> **TASKS TO COMPLETE**:
- a) In the endometriosis passage, update the part that opens with the words containing "There's not yet" and closes with "an elimination diet.", and give it again with "elimination diet" replaced by "exclusion diet".
- b) List every contraceptive that the endometriosis passage says contains only progestin.

> **PASSAGE**:
Turmeric: Curcumin can soothe your pain
Turmeric, a member of the ginger family, has been shown to have anti-inflammatory effects, but it's been used for exactly that purpose in Ayurvedic medicine long before modern science could have proven that. Curcumin, the active ingredient in turmeric, is to thank for these properties. Research additionally indicates that turmeric can inhibit the form of estrogen called estradiol, and since endometriosis is estrogen-dependent, using it may reduce your symptoms. You can take turmeric as a supplement or drink it as tea, but you can also add it to your cooking.
Can you eat your way to symptom relief?
There's not yet any solid evidence that any one particular diet is great for women with endometriosis, but small studies, doctors' reports, and patient stories all suggest that the foods you consume do play a role in the severity of your symptoms. Because some people believe that certain foods — which vary from patient to patient — aggravate symptoms, you may consider an elimination diet.
Foods that may be linked to an inflammatory response, and which you may want to experiment with cutting out, include:
- Processed foods
- Red meat
- Too much sugar, including from eating too much fruit
Processed foods tend to contain the infamous omega-6 fats that you want to avoid to reduce pain and inflammation. You do need fats in your diet, however — but the good kind, and that means omega-3 fats that instead fight inflammation. These are found in fatty fish as well as extra virgin olive oil and some other plant oils, but you can also take a supplement.
What should be the painkiller of your choice?
No matter what lifestyle changes and complementary treatments you introduce to help reduce your painful periods, painkillers will realistically be part of your life, too. Non-steroidal anti-inflammatory medications (NSAIDs) have the double advantage of fighting inflammation as well as pain. These include:
- Acetaminophen (Tylenol®)
- Ibuprofen (Advil®, Motrin®)
- Naproxen (Aleve®)
Because these medications, all of which are available over the counter (though prescription NSAIDs exist too), do have the potential to lead to adverse effects when used over the longer term, do use them sparingly if you can, and talk to your doctor if you find yourself relying on them frequently. Frequent short-term side effects of NSAIDs gastroinestinal issues, while their long-term use can increase your risk of suffering a stroke or heart attack.
Consider hormonal treatments
Hormonal contraceptives have secondary benefits for which they are often prescribed to women with certain conditions, so long as they are not trying to get pregnant. Reducing menstruation-related pain is one of this reasons. Endometriosis patients can benefit from hormonal contraceptives as well as other hormone therapies:
- Combined hormonal contraceptives include the pill, vaginal rings, and patches. These regulate your hormone levels, and thus lessen the endometrial buildup during your cycle. There are also contraceptives that contain only progestin, including the Mirena IUD, Nexplanon, Depo-Provera, and progestin-only pills.

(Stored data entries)

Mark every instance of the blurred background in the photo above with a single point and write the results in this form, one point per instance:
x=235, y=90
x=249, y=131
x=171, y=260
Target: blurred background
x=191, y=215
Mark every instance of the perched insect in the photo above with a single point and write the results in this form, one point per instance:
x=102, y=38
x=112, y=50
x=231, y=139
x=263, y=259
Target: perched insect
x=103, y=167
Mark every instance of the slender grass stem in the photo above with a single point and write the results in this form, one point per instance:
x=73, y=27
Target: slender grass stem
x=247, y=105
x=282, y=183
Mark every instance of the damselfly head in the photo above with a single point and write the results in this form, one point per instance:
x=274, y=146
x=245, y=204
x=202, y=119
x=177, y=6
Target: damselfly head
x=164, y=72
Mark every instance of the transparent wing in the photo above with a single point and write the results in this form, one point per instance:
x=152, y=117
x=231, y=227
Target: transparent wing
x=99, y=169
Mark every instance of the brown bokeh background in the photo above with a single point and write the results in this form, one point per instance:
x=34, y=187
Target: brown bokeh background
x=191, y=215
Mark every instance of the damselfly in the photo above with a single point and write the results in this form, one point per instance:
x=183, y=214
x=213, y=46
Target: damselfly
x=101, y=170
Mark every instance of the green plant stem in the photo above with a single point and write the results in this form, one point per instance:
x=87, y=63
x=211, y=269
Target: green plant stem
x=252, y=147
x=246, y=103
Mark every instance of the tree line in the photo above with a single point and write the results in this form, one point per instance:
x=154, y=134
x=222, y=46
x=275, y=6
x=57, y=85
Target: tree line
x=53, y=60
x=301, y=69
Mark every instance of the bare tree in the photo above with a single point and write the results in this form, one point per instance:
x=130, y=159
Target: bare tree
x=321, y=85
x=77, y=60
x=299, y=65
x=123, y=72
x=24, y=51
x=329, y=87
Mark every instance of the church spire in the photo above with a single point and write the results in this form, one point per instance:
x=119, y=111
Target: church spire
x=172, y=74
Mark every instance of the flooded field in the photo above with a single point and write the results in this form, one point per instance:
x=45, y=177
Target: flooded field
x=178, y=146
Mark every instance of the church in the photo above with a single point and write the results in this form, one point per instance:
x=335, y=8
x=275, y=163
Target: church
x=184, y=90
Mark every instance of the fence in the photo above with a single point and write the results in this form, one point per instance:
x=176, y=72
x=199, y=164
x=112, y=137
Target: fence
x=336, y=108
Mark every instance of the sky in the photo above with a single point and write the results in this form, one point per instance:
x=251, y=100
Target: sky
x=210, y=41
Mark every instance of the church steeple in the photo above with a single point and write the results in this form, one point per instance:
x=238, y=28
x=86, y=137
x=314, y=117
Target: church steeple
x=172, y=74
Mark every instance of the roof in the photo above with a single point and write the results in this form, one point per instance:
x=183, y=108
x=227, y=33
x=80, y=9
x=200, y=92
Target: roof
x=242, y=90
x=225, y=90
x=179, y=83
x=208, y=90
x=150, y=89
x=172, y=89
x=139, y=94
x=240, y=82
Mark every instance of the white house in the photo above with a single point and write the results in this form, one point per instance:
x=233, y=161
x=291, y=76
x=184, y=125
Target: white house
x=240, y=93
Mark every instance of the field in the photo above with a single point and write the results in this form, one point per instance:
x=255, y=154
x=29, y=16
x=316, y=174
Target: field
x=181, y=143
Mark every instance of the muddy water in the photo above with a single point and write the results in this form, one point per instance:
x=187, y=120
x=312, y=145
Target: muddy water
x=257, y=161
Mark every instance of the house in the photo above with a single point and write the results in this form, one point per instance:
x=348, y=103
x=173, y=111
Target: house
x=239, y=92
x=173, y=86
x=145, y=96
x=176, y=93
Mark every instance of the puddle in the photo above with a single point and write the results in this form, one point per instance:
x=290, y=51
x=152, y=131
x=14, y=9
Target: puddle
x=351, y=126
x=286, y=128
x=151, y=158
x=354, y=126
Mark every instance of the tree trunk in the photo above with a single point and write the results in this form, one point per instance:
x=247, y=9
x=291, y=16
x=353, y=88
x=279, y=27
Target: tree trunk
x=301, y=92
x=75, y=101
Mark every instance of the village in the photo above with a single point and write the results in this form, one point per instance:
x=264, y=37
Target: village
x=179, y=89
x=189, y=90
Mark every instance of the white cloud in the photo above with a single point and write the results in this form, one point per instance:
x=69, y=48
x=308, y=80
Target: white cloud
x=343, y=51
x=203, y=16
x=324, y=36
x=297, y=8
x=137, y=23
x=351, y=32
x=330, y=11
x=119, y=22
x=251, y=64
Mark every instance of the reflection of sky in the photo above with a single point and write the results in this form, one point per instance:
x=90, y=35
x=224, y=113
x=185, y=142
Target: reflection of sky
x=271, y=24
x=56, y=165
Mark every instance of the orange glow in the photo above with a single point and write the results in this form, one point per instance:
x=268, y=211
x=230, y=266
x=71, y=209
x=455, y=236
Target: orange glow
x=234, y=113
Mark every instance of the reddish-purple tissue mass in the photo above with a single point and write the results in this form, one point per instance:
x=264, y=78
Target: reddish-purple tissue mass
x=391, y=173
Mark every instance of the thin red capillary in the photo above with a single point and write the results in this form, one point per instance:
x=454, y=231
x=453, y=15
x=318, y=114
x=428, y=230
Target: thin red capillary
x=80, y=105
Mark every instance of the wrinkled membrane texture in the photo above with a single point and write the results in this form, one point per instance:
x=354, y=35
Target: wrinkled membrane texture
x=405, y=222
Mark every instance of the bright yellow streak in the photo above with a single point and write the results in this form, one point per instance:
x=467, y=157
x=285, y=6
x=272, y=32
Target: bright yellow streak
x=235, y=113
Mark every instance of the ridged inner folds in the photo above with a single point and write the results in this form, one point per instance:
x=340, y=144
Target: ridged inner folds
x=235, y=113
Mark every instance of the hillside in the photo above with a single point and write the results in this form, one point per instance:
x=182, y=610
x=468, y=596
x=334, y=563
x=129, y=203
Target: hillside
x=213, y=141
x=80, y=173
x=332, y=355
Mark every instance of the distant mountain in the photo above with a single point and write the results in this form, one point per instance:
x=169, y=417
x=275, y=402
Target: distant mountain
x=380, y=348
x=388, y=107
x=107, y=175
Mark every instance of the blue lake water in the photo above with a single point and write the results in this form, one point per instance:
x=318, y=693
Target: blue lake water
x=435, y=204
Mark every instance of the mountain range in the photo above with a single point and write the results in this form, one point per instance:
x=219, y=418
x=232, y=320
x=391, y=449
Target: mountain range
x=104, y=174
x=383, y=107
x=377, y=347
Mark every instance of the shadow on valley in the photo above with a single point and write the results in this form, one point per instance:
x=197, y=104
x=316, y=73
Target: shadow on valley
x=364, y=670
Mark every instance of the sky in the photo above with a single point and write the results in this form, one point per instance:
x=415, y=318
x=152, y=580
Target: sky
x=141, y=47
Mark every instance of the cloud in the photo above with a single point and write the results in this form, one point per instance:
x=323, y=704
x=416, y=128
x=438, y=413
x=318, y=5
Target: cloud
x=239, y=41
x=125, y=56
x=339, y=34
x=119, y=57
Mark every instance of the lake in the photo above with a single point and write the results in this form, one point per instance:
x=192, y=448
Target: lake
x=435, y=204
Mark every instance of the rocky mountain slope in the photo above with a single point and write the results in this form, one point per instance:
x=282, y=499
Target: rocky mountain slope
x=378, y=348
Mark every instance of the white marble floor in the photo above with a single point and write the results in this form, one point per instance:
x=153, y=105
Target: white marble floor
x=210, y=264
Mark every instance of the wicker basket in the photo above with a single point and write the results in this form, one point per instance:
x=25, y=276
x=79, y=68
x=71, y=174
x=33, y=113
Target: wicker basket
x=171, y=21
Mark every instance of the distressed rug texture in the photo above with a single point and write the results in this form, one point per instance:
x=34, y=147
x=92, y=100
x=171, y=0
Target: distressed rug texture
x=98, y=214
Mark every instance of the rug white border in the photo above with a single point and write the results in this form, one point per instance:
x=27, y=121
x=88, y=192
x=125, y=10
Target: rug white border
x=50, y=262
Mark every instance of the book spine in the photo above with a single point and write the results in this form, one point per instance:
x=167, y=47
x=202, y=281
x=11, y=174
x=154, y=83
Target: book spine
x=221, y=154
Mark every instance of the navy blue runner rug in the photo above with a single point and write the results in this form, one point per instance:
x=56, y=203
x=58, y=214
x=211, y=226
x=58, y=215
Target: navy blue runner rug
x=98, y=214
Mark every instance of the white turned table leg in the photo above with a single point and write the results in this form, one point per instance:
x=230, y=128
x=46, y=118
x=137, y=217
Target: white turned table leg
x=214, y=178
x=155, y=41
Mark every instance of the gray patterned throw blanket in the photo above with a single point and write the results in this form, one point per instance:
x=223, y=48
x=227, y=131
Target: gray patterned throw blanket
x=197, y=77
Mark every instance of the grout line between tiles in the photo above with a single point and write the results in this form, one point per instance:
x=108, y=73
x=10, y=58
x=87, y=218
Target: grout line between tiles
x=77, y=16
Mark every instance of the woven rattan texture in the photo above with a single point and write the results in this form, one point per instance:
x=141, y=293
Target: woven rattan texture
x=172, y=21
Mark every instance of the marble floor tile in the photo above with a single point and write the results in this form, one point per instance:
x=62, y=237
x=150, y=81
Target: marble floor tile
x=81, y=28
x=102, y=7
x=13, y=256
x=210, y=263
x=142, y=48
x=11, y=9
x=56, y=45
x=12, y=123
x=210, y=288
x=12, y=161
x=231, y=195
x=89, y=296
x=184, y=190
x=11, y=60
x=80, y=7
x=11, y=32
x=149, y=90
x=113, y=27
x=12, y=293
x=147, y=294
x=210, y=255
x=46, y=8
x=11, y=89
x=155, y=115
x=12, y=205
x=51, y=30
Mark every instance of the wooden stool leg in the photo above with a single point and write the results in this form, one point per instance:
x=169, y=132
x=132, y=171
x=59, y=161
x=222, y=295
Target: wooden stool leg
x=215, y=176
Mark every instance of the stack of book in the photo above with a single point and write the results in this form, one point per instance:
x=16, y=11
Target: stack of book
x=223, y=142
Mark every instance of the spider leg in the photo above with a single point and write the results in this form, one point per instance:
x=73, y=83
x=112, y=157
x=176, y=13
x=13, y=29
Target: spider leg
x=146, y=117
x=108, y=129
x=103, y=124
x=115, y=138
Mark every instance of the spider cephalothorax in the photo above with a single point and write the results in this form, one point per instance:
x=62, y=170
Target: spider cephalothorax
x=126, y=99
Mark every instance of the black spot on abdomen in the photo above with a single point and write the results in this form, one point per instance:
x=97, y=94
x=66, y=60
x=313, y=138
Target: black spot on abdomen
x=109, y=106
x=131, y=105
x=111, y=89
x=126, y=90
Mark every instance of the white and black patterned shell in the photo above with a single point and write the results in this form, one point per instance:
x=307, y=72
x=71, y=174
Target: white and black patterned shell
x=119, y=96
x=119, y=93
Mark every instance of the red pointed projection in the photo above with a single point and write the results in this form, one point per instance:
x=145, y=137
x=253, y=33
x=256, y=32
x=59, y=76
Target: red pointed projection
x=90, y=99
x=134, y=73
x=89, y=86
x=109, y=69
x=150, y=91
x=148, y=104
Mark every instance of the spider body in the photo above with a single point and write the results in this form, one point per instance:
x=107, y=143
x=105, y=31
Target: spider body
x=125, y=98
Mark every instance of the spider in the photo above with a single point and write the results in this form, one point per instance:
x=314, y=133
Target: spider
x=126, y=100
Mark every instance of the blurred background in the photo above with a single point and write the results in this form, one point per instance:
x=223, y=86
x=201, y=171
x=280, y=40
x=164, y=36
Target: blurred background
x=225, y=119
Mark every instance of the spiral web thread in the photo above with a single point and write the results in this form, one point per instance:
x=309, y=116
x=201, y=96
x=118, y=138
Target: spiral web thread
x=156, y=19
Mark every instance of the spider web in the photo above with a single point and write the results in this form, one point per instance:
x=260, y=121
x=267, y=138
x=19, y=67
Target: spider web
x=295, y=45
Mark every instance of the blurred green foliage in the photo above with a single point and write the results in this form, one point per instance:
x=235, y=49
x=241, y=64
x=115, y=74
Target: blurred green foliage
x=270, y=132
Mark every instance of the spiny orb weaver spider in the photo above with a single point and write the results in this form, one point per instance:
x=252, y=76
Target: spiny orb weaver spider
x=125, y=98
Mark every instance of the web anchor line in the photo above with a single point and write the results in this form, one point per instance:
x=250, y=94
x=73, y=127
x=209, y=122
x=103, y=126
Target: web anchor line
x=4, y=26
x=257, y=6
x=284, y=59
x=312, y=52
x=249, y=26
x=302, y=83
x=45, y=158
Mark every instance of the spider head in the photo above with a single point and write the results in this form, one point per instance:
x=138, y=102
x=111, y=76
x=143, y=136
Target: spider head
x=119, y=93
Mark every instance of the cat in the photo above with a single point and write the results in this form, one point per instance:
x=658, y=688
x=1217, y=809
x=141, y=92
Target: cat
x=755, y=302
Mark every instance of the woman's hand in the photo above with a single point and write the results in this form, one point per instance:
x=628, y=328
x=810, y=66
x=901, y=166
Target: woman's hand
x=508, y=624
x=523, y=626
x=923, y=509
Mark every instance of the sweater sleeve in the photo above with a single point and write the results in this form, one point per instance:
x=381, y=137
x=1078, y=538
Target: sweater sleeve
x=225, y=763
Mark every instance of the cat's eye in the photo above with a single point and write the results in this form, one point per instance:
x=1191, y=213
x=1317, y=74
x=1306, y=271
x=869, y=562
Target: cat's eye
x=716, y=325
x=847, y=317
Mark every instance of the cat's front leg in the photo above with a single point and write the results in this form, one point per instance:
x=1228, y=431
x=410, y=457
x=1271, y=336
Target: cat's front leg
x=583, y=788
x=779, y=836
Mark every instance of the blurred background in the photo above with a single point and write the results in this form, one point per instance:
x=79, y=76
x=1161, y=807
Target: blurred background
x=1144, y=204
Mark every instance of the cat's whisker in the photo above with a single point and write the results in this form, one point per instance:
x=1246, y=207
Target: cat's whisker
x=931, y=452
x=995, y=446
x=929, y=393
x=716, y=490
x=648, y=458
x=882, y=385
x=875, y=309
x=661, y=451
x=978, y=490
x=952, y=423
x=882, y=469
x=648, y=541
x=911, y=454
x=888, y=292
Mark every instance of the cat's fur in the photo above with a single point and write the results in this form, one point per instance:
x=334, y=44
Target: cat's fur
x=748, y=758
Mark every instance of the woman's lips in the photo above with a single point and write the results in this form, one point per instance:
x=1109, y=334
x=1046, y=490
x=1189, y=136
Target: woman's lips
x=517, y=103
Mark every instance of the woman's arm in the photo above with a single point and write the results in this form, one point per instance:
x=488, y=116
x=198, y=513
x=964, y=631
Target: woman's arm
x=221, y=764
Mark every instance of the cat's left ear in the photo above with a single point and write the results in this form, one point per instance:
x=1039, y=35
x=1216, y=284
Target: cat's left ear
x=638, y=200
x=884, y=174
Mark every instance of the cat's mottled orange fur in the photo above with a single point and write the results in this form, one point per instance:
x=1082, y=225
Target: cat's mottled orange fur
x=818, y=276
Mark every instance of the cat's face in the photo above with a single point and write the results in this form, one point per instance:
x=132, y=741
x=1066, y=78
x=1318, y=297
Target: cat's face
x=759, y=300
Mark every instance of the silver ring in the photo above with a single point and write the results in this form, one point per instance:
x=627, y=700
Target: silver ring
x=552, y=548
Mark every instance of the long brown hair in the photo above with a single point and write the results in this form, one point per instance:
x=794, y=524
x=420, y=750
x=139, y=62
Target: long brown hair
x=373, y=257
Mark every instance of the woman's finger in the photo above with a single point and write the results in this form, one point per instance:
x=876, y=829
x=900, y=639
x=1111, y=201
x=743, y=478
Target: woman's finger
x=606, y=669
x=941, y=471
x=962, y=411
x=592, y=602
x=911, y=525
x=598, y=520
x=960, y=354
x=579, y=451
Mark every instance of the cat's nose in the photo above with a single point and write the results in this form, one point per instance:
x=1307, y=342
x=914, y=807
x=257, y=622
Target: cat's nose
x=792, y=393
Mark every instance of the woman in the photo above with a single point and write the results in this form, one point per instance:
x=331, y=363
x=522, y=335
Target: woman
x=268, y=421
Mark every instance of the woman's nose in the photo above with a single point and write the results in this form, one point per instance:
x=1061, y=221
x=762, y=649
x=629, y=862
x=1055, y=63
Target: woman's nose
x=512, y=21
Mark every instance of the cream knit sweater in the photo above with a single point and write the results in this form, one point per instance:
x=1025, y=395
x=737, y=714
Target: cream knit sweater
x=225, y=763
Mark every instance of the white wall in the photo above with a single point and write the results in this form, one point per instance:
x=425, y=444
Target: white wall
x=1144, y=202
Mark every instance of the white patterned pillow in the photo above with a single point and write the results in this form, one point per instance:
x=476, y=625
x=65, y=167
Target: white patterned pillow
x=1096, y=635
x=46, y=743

> **ANSWERS PROVIDED**:
- a)
There's not yet any solid evidence that any one particular diet is great for women with endometriosis, but small studies, doctors' reports, and patient stories all suggest that the foods you consume do play a role in the severity of your symptoms. Because some people believe that certain foods — which vary from patient to patient — aggravate symptoms, you may consider an exclusion diet.

- b)
- Mirena IUD
- Nexplanon
- Depo-Provera
- Progestin-only pills